**YOUR ASSIGNMENT**
Go through the listing and retype each line exactly.

**EXTRACTED RECORDS**
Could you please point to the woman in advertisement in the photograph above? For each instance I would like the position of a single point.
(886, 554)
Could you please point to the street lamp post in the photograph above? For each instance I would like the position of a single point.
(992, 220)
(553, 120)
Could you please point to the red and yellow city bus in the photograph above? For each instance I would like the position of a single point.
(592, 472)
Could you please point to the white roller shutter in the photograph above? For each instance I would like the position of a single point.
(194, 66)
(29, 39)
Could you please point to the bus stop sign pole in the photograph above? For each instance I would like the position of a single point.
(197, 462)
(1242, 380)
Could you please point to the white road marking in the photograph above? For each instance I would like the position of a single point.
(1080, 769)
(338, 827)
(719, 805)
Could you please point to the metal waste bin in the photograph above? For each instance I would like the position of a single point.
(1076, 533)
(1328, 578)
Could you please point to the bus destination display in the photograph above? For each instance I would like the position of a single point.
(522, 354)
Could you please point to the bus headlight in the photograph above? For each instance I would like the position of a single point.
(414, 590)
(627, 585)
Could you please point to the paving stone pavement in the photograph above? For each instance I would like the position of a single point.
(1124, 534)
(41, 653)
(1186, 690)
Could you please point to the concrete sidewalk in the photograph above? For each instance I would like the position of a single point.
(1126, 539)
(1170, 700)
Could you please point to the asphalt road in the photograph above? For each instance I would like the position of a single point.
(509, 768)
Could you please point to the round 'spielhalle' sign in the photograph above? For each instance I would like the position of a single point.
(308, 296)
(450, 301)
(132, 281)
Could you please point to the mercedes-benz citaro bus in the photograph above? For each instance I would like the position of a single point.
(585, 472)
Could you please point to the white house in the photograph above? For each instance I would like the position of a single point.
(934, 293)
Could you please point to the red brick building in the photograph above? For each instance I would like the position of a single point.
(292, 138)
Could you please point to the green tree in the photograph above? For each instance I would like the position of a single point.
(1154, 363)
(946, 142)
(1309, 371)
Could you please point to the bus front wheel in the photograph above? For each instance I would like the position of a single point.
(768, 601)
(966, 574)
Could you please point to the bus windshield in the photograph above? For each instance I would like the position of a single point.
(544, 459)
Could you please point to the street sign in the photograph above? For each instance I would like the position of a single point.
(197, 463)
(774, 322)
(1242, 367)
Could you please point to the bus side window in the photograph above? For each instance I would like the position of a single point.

**ANSWER SECTION**
Could you please point to the woman in advertisement in the photograph above? For each instance I would like the position of a single point.
(886, 554)
Could you please point to the street lamp post in the photograph above? For each instance I would like the position of a single point.
(992, 220)
(553, 120)
Could you please point to the red and yellow city bus in the photograph above? For each instance I would like the position of a single point.
(592, 472)
Could you please point to the white roller shutter in the photograph above? For each instance I would like the position of a single point.
(194, 66)
(29, 39)
Could you please point to the bus stop sign pole in the photograph above? For each instance I would like the position of a single point.
(197, 462)
(1242, 380)
Could you please point to the white road marking in the photograph above? For each instance I would like the position of a single point.
(1080, 769)
(338, 827)
(719, 805)
Could you please point to the metal waste bin in the photograph above? For each instance I would like the position of a single point.
(1076, 533)
(1328, 578)
Could you please point to the bus destination display in the photograph above? For each instance I would like the position of a single point.
(522, 354)
Could you please point to the bus headlight in the photograph above? For each instance I would like the position of a single point.
(414, 590)
(627, 585)
Could you please point to the paving stone pavement in the photograph above? For each instance I would like the position of a single point.
(1124, 534)
(41, 653)
(1186, 690)
Could you please point to the concrete sidewalk in the photograph above? For each instance I would like the position of a single point.
(1126, 539)
(1170, 700)
Could you please point to the asphalt road in the photograph above? For each instance I would like the position of a single point.
(509, 768)
Could you please point to the round 'spielhalle' sign in the photograph above? For each instance I would like the position of a single point.
(308, 296)
(450, 301)
(132, 281)
Could you please point to the mercedes-benz citaro bus in the photograph above? For each instance I would like the position of a single point.
(585, 472)
Could you please point to the white house in the photograph above? For each instance I would like the position of a single point.
(934, 293)
Could you please point to the red brick building in the photograph above? For each instance I would like the position of a single point.
(292, 138)
Could you please point to the green tree in the photograph above? For each instance I would like the position of a single point.
(1154, 363)
(946, 142)
(1309, 371)
Could you please point to the bus front wheel in the photograph above? For each instance I would like the position of a single point.
(768, 601)
(966, 574)
Could you please point to the bus windshield in the photograph above? For each instance I would like the position of a single point.
(544, 459)
Could you please point to the street sign in the photograph above? For each instance I would like the position of a single point.
(197, 463)
(774, 322)
(1242, 367)
Could you please point to the bus side window in the photograph above? For each instance I would like the position of a single point.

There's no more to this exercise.